◆ Set task: Please lay out every line of the items below as a JSON list of strings, one string per line, with blank lines omitted and the pictures left out.

◆ Recorded data:
* * *

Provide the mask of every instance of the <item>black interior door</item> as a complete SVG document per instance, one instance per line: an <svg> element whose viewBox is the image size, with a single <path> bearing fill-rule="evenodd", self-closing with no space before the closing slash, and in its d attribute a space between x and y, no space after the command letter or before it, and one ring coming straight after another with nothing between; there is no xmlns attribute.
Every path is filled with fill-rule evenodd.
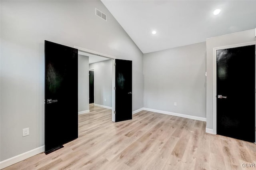
<svg viewBox="0 0 256 170"><path fill-rule="evenodd" d="M94 103L94 72L89 71L89 103Z"/></svg>
<svg viewBox="0 0 256 170"><path fill-rule="evenodd" d="M116 122L132 119L132 61L116 59Z"/></svg>
<svg viewBox="0 0 256 170"><path fill-rule="evenodd" d="M78 137L78 50L45 41L45 153Z"/></svg>
<svg viewBox="0 0 256 170"><path fill-rule="evenodd" d="M217 51L217 133L255 140L255 45Z"/></svg>

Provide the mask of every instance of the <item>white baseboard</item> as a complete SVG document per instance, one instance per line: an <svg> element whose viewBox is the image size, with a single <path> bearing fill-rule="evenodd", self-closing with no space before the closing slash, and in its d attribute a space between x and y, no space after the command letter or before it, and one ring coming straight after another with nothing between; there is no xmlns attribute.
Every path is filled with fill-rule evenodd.
<svg viewBox="0 0 256 170"><path fill-rule="evenodd" d="M172 116L178 116L179 117L184 117L185 118L190 119L191 119L197 120L198 121L206 121L206 119L204 117L198 117L197 116L191 116L190 115L184 115L183 114L174 113L173 112L168 112L166 111L160 111L159 110L153 109L144 108L143 110L153 112L156 112L164 114L166 115L171 115Z"/></svg>
<svg viewBox="0 0 256 170"><path fill-rule="evenodd" d="M105 108L105 109L112 109L112 107L110 107L109 106L104 106L103 105L98 105L97 104L95 104L94 103L94 106L97 106L98 107L102 107L102 108Z"/></svg>
<svg viewBox="0 0 256 170"><path fill-rule="evenodd" d="M208 133L210 133L211 134L216 134L216 133L214 133L213 129L212 128L206 128L205 132Z"/></svg>
<svg viewBox="0 0 256 170"><path fill-rule="evenodd" d="M0 169L44 152L44 145L0 162Z"/></svg>
<svg viewBox="0 0 256 170"><path fill-rule="evenodd" d="M88 113L90 112L90 110L87 110L86 111L81 111L78 112L78 115L82 115L82 114Z"/></svg>
<svg viewBox="0 0 256 170"><path fill-rule="evenodd" d="M139 109L138 110L136 110L136 111L134 111L132 112L132 115L134 115L135 114L137 113L140 112L140 111L142 111L143 110L143 108L140 108L140 109Z"/></svg>

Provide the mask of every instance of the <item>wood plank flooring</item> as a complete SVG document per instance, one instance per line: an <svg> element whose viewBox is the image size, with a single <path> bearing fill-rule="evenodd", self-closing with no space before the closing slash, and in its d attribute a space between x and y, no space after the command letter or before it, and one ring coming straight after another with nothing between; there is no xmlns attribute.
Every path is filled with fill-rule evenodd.
<svg viewBox="0 0 256 170"><path fill-rule="evenodd" d="M79 115L79 137L4 170L244 170L256 145L205 133L206 123L142 111L111 121L111 111L90 105Z"/></svg>

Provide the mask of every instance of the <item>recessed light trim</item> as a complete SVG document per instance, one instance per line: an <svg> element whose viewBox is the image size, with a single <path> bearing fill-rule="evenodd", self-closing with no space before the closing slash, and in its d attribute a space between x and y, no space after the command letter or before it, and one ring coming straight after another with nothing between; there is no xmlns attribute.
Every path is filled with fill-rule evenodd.
<svg viewBox="0 0 256 170"><path fill-rule="evenodd" d="M220 10L219 9L216 9L213 12L213 14L214 15L218 15L220 12Z"/></svg>

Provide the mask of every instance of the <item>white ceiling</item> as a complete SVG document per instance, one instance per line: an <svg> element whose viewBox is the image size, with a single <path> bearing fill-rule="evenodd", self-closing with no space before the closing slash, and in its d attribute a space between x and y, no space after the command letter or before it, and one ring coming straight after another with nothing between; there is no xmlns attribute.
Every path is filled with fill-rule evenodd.
<svg viewBox="0 0 256 170"><path fill-rule="evenodd" d="M143 53L256 28L256 1L101 0Z"/></svg>
<svg viewBox="0 0 256 170"><path fill-rule="evenodd" d="M89 53L78 51L78 54L89 57L89 64L96 63L97 62L102 61L110 59L109 58L100 57L98 55L94 55Z"/></svg>

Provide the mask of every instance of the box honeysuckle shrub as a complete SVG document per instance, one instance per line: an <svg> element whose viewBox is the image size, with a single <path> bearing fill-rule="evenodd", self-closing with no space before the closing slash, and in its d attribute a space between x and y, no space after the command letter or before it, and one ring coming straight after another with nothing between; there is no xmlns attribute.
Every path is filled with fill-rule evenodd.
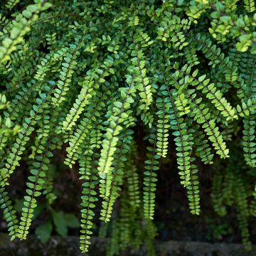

* * *

◆ Answer to this task:
[
  "Provide the mask of every instance of the <item>black interior door</item> as a complete SVG document per instance, one instance per line: an <svg> element whose viewBox is the image size, with a single <path> bearing fill-rule=\"evenodd\", self-closing with no space before the closing slash, and in its d attribute a space between x and y, no space after the command letter or before it, and one ring coming straight after another with nothing between; there is no xmlns attribute.",
  "Every path is filled with fill-rule evenodd.",
  "<svg viewBox=\"0 0 256 170\"><path fill-rule=\"evenodd\" d=\"M94 103L94 72L89 71L89 103Z\"/></svg>",
  "<svg viewBox=\"0 0 256 170\"><path fill-rule=\"evenodd\" d=\"M116 122L132 119L132 61L116 59Z\"/></svg>",
  "<svg viewBox=\"0 0 256 170\"><path fill-rule=\"evenodd\" d=\"M78 137L78 50L45 41L45 153Z\"/></svg>",
  "<svg viewBox=\"0 0 256 170\"><path fill-rule=\"evenodd\" d=\"M217 51L217 133L255 140L255 45Z\"/></svg>",
  "Provide the mask of every instance of the <item>white baseboard</item> as a complete SVG document per instance, one instance per line: an <svg> element whose viewBox is the image size, with a single <path> bearing fill-rule=\"evenodd\", self-closing with no space before the closing slash, and in its d attribute a space between x and y, no space after the command letter or before it, and one ring coming straight after another with nothing between; there is no xmlns attribute.",
  "Every path is filled with fill-rule evenodd.",
  "<svg viewBox=\"0 0 256 170\"><path fill-rule=\"evenodd\" d=\"M172 116L178 116L179 117L184 117L185 118L190 119L191 119L197 120L198 121L206 121L206 119L204 117L198 117L197 116L191 116L190 115L184 115L183 114L174 113L173 112L168 112L166 111L160 111L159 110L153 109L144 108L143 110L153 112L156 112L164 114L166 115L171 115Z\"/></svg>",
  "<svg viewBox=\"0 0 256 170\"><path fill-rule=\"evenodd\" d=\"M105 108L105 109L112 109L112 107L110 107L109 106L104 106L103 105L98 105L97 104L95 104L94 103L94 106L97 106L98 107L102 107L102 108Z\"/></svg>",
  "<svg viewBox=\"0 0 256 170\"><path fill-rule=\"evenodd\" d=\"M208 133L210 133L211 134L216 134L216 133L214 133L213 129L212 128L206 128L205 132Z\"/></svg>",
  "<svg viewBox=\"0 0 256 170\"><path fill-rule=\"evenodd\" d=\"M0 169L44 152L44 145L0 162Z\"/></svg>",
  "<svg viewBox=\"0 0 256 170\"><path fill-rule=\"evenodd\" d=\"M88 113L90 112L90 110L87 110L86 111L81 111L78 112L78 115L82 115L82 114Z\"/></svg>",
  "<svg viewBox=\"0 0 256 170\"><path fill-rule=\"evenodd\" d=\"M139 109L138 110L136 110L136 111L134 111L132 112L132 115L134 115L135 114L137 113L140 112L140 111L142 111L143 110L143 108L140 108L140 109Z\"/></svg>",
  "Provide the mask of every instance of the <item>wood plank flooring</item> as a complete SVG document per instance, one instance per line: an <svg> element whose viewBox is the image size, with a single <path> bearing fill-rule=\"evenodd\", self-closing with no space before the closing slash, and in its d attribute a space between x and y, no space after the command letter or before it, and one ring coming straight after another with nothing between; there is no xmlns attribute.",
  "Every path is filled with fill-rule evenodd.",
  "<svg viewBox=\"0 0 256 170\"><path fill-rule=\"evenodd\" d=\"M79 115L79 137L4 170L244 170L256 145L205 133L206 123L142 111L111 121L111 111L90 105Z\"/></svg>",
  "Provide the mask of every instance of the <item>recessed light trim</item> as a complete SVG document per instance, one instance per line: an <svg> element whose viewBox is the image size, with a single <path> bearing fill-rule=\"evenodd\", self-closing with no space before the closing slash, and in its d attribute a space between x and y, no space after the command letter or before it, and one ring coming straight after another with nothing between; there is no xmlns attribute.",
  "Every path is filled with fill-rule evenodd.",
  "<svg viewBox=\"0 0 256 170\"><path fill-rule=\"evenodd\" d=\"M220 10L219 9L216 9L213 12L213 14L214 15L218 15L220 12Z\"/></svg>",
  "Provide the mask of every instance of the <item>white ceiling</item> as a complete SVG document per instance, one instance per line: an <svg> element whose viewBox is the image size, with a single <path> bearing fill-rule=\"evenodd\", self-closing with no space before the closing slash, and in its d attribute a space between x and y, no space after the command letter or before it, and one ring coming straight after another with nothing between; there is no xmlns attribute.",
  "Every path is filled with fill-rule evenodd.",
  "<svg viewBox=\"0 0 256 170\"><path fill-rule=\"evenodd\" d=\"M143 53L256 28L256 1L101 0Z\"/></svg>",
  "<svg viewBox=\"0 0 256 170\"><path fill-rule=\"evenodd\" d=\"M89 53L78 51L78 54L89 57L89 64L96 63L97 62L102 61L110 59L109 58L100 57L98 55L94 55Z\"/></svg>",
  "Provide the mask of every instance of the box honeysuckle shrub as a complete SVG document per instance, one instance per line: an <svg> element whose viewBox is the image size, with a single <path> bearing fill-rule=\"evenodd\", self-closing with no space before the closing slash, and in its d attribute a space between x and y, no space after the command letter or before it, and one ring coming straight after another with nothing between; there is no xmlns attribute.",
  "Every path is filled with fill-rule evenodd."
]